• **AIM OF THE TASK**
Reproduce every line from the start of the records down to the line containing "236,145,298,287", including that line. Increase each coordinate in the answer boxes by 119.

>> start STORED ROWS

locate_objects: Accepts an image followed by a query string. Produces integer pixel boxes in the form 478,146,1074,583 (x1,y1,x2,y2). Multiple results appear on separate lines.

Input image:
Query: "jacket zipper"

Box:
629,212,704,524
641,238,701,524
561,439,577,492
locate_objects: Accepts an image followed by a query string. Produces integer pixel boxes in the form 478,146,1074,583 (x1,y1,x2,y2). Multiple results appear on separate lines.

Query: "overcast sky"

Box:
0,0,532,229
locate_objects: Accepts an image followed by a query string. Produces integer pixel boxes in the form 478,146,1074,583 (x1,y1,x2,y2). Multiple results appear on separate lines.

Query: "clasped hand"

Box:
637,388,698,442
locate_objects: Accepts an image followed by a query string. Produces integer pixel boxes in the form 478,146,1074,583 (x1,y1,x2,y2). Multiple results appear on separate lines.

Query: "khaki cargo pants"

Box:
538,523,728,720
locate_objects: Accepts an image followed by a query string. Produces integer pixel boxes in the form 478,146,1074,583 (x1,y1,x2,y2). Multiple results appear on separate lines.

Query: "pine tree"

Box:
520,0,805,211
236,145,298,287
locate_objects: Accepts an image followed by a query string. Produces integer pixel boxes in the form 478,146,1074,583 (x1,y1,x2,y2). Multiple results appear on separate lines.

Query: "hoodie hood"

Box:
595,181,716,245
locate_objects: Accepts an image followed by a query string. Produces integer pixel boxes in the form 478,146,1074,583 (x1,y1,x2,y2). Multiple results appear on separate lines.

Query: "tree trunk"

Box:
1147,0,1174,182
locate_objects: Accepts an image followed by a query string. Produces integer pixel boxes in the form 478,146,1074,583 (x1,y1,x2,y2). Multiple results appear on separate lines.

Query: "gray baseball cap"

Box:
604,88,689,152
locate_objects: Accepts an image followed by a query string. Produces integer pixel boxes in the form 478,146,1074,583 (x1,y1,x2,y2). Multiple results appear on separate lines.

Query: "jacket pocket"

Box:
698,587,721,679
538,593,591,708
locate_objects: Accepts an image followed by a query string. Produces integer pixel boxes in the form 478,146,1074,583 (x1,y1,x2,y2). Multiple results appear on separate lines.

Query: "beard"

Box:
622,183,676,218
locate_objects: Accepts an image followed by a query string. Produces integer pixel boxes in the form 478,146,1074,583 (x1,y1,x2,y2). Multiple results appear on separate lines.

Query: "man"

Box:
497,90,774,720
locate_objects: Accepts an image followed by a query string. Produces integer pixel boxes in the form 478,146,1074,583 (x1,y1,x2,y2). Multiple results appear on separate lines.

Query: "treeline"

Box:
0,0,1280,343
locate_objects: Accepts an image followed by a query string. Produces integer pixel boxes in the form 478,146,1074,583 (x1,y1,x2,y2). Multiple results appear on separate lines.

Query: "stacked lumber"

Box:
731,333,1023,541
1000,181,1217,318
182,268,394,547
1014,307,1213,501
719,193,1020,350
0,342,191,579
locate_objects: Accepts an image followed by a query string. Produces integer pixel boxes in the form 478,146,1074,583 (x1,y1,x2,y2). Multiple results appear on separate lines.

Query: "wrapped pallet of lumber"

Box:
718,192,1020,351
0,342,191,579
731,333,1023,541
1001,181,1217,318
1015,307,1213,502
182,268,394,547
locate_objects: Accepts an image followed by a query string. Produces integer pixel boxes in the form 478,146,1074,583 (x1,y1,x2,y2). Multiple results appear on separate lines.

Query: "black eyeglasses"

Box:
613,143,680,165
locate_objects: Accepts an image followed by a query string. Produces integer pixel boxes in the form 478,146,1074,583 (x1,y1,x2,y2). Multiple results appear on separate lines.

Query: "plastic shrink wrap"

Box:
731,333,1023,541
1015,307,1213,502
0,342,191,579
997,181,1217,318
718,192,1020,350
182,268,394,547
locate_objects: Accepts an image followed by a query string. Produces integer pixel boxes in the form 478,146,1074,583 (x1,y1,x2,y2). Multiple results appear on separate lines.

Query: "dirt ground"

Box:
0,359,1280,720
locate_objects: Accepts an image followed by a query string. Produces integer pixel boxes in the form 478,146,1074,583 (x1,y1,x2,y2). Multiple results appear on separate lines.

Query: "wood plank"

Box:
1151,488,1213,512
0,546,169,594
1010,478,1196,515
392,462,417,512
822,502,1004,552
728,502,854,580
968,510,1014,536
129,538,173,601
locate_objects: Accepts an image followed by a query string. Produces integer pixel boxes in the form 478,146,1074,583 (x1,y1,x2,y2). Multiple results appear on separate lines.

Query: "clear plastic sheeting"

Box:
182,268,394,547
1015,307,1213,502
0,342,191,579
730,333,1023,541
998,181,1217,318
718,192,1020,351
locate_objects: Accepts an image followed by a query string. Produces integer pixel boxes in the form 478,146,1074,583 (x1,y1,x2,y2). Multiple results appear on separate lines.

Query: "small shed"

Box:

>> end STORED ROWS

• **ANSWER TO THE PROBLEM**
locate_objects: Accepts an image followed by a query string. Produces integer pixel boxes in the form 478,146,1074,583 (x1,y1,x2,y2). Multiple results appear on separate lines.

Input image:
Query: "jacket zipper"

Box:
748,331,823,643
760,357,820,643
680,558,696,611
locate_objects: Accepts an image followed by a query string. Produces integer pixel boxes in the form 478,146,1074,583 (x1,y1,x2,y2). Multiple results appear on separate lines.

Query: "overcast sky"

Box:
119,119,651,348
locate_objects: Accepts an image followed by a query string. Produces integer pixel boxes in the form 478,146,1074,583 (x1,y1,x2,y2). Multiple results appear on separate lines.

Query: "clasped hand"

Box:
756,507,817,561
locate_objects: Accepts an image followed by a query string. Produces integer pixel boxes in the form 478,146,1074,583 (x1,y1,x2,y2). Multiple results appear on separate lines.

Query: "khaki cargo pants"

Box:
657,642,847,839
locate_objects: Accepts an image followed by a query string. Produces integer pixel boxes in the form 478,146,1074,583 (x1,y1,x2,y2). Multiple results appear on separate lines.

Query: "pine tree"

Box:
639,119,924,330
355,264,417,406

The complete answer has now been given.